◆ **Task brief**
Copy every line of the data below, but offset each point coordinate by adding 44 to both its x and y values. Leave the pictures out of your output.
____
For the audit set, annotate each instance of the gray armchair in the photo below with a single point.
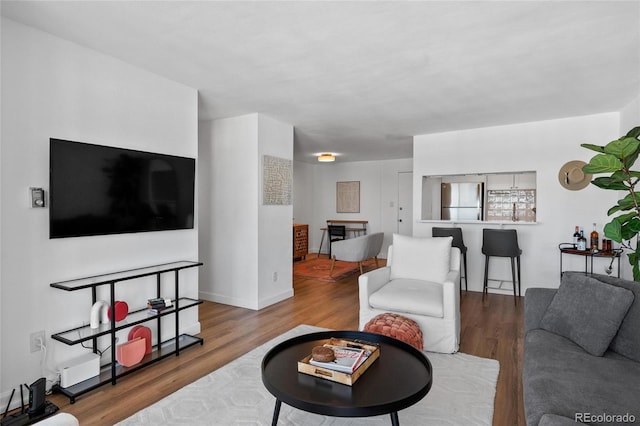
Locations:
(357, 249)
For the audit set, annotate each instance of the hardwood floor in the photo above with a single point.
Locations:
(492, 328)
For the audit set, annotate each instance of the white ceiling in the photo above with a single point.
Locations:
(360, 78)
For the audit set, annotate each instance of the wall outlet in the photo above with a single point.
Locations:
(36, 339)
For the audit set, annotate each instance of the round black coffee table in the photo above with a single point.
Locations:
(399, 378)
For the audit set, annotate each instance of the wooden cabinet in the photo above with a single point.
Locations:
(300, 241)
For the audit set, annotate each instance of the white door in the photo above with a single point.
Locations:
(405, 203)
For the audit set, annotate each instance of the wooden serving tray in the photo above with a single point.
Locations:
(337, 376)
____
◆ **Response to this exercise**
For the audit set, annotate each instance of the gray armchair in the photo below with a single point.
Locations:
(401, 293)
For the audit set, annotate each instance of the hardwood floor in the photo above with a single point.
Locations:
(536, 372)
For the audit set, annotate each instance of the white ceiling in the photo above with a single point.
Locations:
(404, 122)
For the audit set, annotate each instance of the wall outlet in the photo above with a single point.
Locations:
(80, 383)
For the audit set, annotate each instance of the round black coffee table in the photo above with a single point.
Locations:
(443, 422)
For the audit set, annotate each instance of the wooden cabinet in the photo above with a single point.
Locations:
(344, 285)
For the audit set, annotate each instance of the white door in the photo above with a single point.
Locations:
(449, 247)
For the audit set, annotate each instance of the wooden serving tray in the photo above with a single point.
Locations:
(381, 420)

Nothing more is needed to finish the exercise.